EXTRACTED RECORDS
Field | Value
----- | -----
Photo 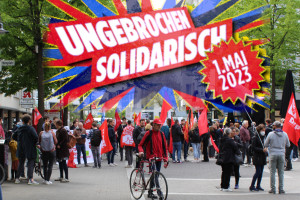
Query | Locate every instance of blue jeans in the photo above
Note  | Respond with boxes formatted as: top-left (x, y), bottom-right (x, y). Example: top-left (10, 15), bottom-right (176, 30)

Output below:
top-left (172, 142), bottom-right (181, 161)
top-left (107, 143), bottom-right (117, 164)
top-left (251, 165), bottom-right (264, 188)
top-left (76, 144), bottom-right (87, 165)
top-left (192, 143), bottom-right (200, 159)
top-left (183, 140), bottom-right (190, 160)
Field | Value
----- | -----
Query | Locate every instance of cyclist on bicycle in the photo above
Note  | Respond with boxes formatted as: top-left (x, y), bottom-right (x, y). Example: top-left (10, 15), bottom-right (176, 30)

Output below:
top-left (138, 119), bottom-right (168, 199)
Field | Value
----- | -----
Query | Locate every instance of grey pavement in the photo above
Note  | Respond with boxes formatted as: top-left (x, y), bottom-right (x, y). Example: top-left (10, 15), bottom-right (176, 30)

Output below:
top-left (2, 153), bottom-right (300, 200)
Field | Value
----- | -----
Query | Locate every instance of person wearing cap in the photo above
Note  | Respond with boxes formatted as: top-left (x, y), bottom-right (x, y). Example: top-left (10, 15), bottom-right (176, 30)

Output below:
top-left (265, 121), bottom-right (290, 194)
top-left (138, 119), bottom-right (168, 199)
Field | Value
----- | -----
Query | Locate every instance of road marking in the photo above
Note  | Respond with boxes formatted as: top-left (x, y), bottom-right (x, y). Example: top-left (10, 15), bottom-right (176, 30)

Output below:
top-left (124, 164), bottom-right (145, 200)
top-left (169, 191), bottom-right (300, 196)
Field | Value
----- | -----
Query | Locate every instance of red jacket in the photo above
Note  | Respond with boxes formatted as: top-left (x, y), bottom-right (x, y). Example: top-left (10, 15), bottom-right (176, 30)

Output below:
top-left (138, 131), bottom-right (168, 161)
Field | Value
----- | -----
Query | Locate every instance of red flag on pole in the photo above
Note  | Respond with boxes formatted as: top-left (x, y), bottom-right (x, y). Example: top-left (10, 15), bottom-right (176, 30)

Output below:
top-left (33, 107), bottom-right (42, 126)
top-left (134, 112), bottom-right (142, 126)
top-left (115, 110), bottom-right (122, 131)
top-left (282, 93), bottom-right (300, 146)
top-left (99, 120), bottom-right (113, 155)
top-left (160, 100), bottom-right (172, 123)
top-left (198, 107), bottom-right (209, 136)
top-left (169, 117), bottom-right (175, 153)
top-left (83, 113), bottom-right (94, 129)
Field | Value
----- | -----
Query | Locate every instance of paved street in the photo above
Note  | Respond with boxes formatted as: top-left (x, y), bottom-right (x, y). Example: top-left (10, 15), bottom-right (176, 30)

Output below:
top-left (2, 156), bottom-right (300, 200)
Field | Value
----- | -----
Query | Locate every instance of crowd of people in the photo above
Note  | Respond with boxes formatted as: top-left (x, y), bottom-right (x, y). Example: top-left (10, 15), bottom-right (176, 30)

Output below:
top-left (0, 115), bottom-right (298, 196)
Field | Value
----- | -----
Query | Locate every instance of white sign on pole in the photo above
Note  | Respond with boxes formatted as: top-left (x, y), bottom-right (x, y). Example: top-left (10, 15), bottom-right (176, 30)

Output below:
top-left (0, 60), bottom-right (15, 67)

EXERCISE DESCRIPTION
Count the lines of the data above that contain the string "pole", with case counting, and reply with only that number.

EXPECTED ANSWER
2